▶ EXERCISE PROMPT
Produce a copy of every line in the records that holds the string "display".

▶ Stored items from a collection

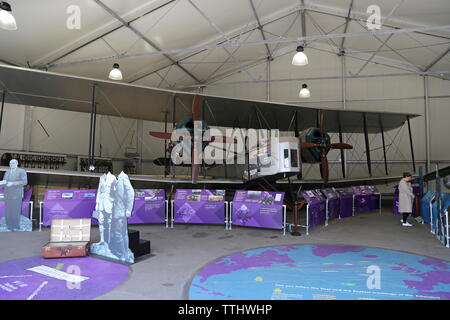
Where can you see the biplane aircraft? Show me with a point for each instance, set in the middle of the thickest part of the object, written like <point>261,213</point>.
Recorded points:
<point>310,142</point>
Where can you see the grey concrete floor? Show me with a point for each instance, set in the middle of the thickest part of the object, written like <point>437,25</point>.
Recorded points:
<point>178,253</point>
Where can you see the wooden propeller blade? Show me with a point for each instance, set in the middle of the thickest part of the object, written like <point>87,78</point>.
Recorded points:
<point>195,172</point>
<point>321,124</point>
<point>325,168</point>
<point>166,135</point>
<point>220,139</point>
<point>340,146</point>
<point>161,135</point>
<point>196,108</point>
<point>308,145</point>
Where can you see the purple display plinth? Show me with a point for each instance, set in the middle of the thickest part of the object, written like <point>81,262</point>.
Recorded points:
<point>333,202</point>
<point>149,206</point>
<point>367,198</point>
<point>68,204</point>
<point>259,209</point>
<point>416,190</point>
<point>345,203</point>
<point>19,283</point>
<point>25,203</point>
<point>199,206</point>
<point>316,207</point>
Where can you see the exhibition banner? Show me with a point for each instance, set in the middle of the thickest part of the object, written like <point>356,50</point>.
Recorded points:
<point>258,209</point>
<point>345,203</point>
<point>199,206</point>
<point>317,207</point>
<point>149,206</point>
<point>366,198</point>
<point>25,202</point>
<point>68,204</point>
<point>416,191</point>
<point>333,202</point>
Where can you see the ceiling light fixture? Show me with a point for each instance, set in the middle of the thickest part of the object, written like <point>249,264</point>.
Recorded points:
<point>115,73</point>
<point>300,59</point>
<point>7,21</point>
<point>304,92</point>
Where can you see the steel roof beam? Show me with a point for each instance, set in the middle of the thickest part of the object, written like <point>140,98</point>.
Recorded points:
<point>269,54</point>
<point>431,65</point>
<point>103,35</point>
<point>347,20</point>
<point>143,37</point>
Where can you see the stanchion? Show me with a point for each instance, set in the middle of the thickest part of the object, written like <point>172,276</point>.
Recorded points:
<point>226,214</point>
<point>230,218</point>
<point>171,213</point>
<point>167,213</point>
<point>40,215</point>
<point>295,232</point>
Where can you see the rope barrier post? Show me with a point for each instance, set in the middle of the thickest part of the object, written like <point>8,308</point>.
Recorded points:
<point>40,215</point>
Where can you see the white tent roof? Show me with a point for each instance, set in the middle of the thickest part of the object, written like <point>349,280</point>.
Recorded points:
<point>227,36</point>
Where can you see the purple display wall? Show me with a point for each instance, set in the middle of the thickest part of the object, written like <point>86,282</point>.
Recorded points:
<point>416,190</point>
<point>367,198</point>
<point>317,207</point>
<point>25,203</point>
<point>258,209</point>
<point>345,203</point>
<point>333,202</point>
<point>68,204</point>
<point>199,206</point>
<point>149,205</point>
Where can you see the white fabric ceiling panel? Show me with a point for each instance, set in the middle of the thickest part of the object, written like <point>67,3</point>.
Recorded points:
<point>181,27</point>
<point>42,31</point>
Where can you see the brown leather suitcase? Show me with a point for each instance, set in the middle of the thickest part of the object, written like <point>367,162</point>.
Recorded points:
<point>68,238</point>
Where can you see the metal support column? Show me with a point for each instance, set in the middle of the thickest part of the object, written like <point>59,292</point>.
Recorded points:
<point>411,145</point>
<point>92,129</point>
<point>384,147</point>
<point>427,124</point>
<point>366,140</point>
<point>1,112</point>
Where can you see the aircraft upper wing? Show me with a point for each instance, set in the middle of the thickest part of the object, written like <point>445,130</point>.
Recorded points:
<point>74,93</point>
<point>344,183</point>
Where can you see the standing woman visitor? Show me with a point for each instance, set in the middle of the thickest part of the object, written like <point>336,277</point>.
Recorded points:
<point>406,198</point>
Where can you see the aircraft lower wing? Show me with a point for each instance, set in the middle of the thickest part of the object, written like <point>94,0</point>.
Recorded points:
<point>76,179</point>
<point>344,183</point>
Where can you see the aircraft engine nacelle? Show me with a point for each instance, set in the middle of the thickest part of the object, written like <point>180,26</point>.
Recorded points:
<point>285,158</point>
<point>313,135</point>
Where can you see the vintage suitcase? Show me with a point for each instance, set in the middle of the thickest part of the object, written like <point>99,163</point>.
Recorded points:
<point>68,238</point>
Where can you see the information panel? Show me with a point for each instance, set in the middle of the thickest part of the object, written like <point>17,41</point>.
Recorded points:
<point>68,204</point>
<point>316,207</point>
<point>260,209</point>
<point>25,203</point>
<point>367,198</point>
<point>345,203</point>
<point>149,205</point>
<point>333,202</point>
<point>199,206</point>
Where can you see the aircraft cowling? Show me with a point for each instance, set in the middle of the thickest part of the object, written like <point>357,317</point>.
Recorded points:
<point>313,155</point>
<point>188,124</point>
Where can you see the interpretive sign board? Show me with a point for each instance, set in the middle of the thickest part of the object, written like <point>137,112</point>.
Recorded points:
<point>199,206</point>
<point>261,209</point>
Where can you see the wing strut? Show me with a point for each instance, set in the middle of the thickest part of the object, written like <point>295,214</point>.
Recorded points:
<point>341,140</point>
<point>366,139</point>
<point>384,147</point>
<point>411,145</point>
<point>1,112</point>
<point>92,130</point>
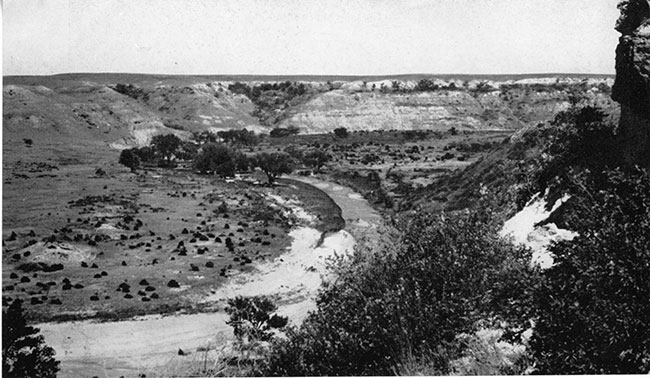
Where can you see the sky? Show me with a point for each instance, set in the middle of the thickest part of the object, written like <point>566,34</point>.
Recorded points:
<point>318,37</point>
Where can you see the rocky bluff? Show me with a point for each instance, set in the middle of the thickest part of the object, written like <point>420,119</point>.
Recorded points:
<point>122,110</point>
<point>632,86</point>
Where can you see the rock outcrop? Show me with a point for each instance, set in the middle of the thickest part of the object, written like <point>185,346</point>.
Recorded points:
<point>632,86</point>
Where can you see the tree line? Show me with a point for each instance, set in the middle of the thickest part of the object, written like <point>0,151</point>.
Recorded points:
<point>221,154</point>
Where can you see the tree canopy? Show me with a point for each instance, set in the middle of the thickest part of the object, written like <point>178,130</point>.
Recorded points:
<point>24,353</point>
<point>274,164</point>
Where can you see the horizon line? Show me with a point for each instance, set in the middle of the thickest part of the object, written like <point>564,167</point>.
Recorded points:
<point>314,75</point>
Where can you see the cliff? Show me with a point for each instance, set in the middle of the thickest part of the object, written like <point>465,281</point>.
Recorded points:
<point>632,86</point>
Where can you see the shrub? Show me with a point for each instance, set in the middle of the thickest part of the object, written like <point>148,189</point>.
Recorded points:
<point>316,159</point>
<point>24,353</point>
<point>280,132</point>
<point>252,319</point>
<point>239,137</point>
<point>416,297</point>
<point>341,132</point>
<point>593,312</point>
<point>166,145</point>
<point>216,158</point>
<point>147,154</point>
<point>129,159</point>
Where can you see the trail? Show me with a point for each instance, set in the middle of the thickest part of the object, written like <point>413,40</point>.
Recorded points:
<point>141,345</point>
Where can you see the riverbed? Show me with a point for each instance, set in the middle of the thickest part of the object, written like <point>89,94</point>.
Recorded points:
<point>145,344</point>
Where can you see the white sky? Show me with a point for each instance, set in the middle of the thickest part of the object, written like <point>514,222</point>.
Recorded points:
<point>338,37</point>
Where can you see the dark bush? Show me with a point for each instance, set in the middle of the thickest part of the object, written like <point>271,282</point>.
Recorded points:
<point>24,353</point>
<point>593,312</point>
<point>414,298</point>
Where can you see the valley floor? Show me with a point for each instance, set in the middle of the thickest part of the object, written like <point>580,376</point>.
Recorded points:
<point>150,344</point>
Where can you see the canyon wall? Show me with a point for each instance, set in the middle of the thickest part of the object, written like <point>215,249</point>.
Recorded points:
<point>121,111</point>
<point>632,86</point>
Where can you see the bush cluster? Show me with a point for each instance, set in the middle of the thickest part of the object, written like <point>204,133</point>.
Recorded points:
<point>447,272</point>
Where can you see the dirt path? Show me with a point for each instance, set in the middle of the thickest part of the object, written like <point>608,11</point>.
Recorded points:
<point>142,345</point>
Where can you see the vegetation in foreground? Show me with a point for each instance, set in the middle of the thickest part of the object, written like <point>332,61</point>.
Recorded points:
<point>24,353</point>
<point>426,304</point>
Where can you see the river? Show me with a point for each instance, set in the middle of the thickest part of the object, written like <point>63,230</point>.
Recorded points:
<point>149,344</point>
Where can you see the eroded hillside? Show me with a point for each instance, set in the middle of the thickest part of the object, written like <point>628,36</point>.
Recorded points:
<point>125,110</point>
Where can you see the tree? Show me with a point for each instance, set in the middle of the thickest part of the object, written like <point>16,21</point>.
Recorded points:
<point>187,150</point>
<point>147,154</point>
<point>242,162</point>
<point>341,132</point>
<point>239,137</point>
<point>593,309</point>
<point>274,164</point>
<point>166,145</point>
<point>24,353</point>
<point>251,318</point>
<point>129,159</point>
<point>216,158</point>
<point>316,159</point>
<point>204,137</point>
<point>414,296</point>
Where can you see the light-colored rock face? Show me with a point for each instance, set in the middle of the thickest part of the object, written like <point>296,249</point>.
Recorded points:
<point>94,112</point>
<point>356,107</point>
<point>632,86</point>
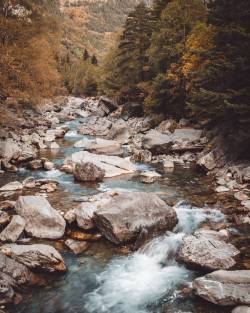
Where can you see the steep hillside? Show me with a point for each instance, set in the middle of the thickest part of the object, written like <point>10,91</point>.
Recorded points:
<point>91,23</point>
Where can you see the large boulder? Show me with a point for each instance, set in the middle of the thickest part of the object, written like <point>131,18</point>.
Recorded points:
<point>100,146</point>
<point>41,220</point>
<point>224,287</point>
<point>14,230</point>
<point>36,257</point>
<point>13,186</point>
<point>88,172</point>
<point>12,276</point>
<point>106,106</point>
<point>181,140</point>
<point>157,142</point>
<point>9,149</point>
<point>122,218</point>
<point>112,165</point>
<point>131,109</point>
<point>207,249</point>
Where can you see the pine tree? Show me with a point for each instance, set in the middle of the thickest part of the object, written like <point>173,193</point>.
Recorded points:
<point>130,60</point>
<point>85,55</point>
<point>222,89</point>
<point>94,60</point>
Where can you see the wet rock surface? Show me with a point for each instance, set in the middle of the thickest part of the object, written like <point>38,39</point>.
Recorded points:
<point>224,287</point>
<point>41,220</point>
<point>36,257</point>
<point>124,216</point>
<point>208,250</point>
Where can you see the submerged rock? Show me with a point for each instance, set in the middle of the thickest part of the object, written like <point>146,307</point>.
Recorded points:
<point>36,257</point>
<point>208,250</point>
<point>112,165</point>
<point>100,146</point>
<point>14,230</point>
<point>124,216</point>
<point>224,287</point>
<point>13,186</point>
<point>13,275</point>
<point>149,177</point>
<point>88,172</point>
<point>41,220</point>
<point>77,247</point>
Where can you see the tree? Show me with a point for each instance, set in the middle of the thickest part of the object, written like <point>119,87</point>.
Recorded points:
<point>168,89</point>
<point>129,64</point>
<point>222,89</point>
<point>94,60</point>
<point>85,55</point>
<point>29,44</point>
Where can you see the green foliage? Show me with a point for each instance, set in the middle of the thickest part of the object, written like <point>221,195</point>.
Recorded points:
<point>129,64</point>
<point>221,89</point>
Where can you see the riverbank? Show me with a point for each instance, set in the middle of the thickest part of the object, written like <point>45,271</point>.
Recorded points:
<point>136,155</point>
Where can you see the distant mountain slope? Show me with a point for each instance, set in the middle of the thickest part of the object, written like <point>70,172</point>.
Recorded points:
<point>91,24</point>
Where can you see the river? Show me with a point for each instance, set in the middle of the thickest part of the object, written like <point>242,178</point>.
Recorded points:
<point>109,279</point>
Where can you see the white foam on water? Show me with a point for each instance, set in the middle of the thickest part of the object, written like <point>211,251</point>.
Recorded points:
<point>52,173</point>
<point>72,133</point>
<point>190,217</point>
<point>131,284</point>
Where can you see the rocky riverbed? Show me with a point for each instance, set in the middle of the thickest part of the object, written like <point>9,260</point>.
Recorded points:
<point>105,210</point>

▶ SOLUTION
Where can you see the purple display plinth? Show me with a point for each instance, set in the middle of the thickest part of the object, written like <point>81,262</point>.
Where can you see the purple display wall? Show me with a point for each instance, set in the middle of the thickest part of the object, written like <point>86,282</point>.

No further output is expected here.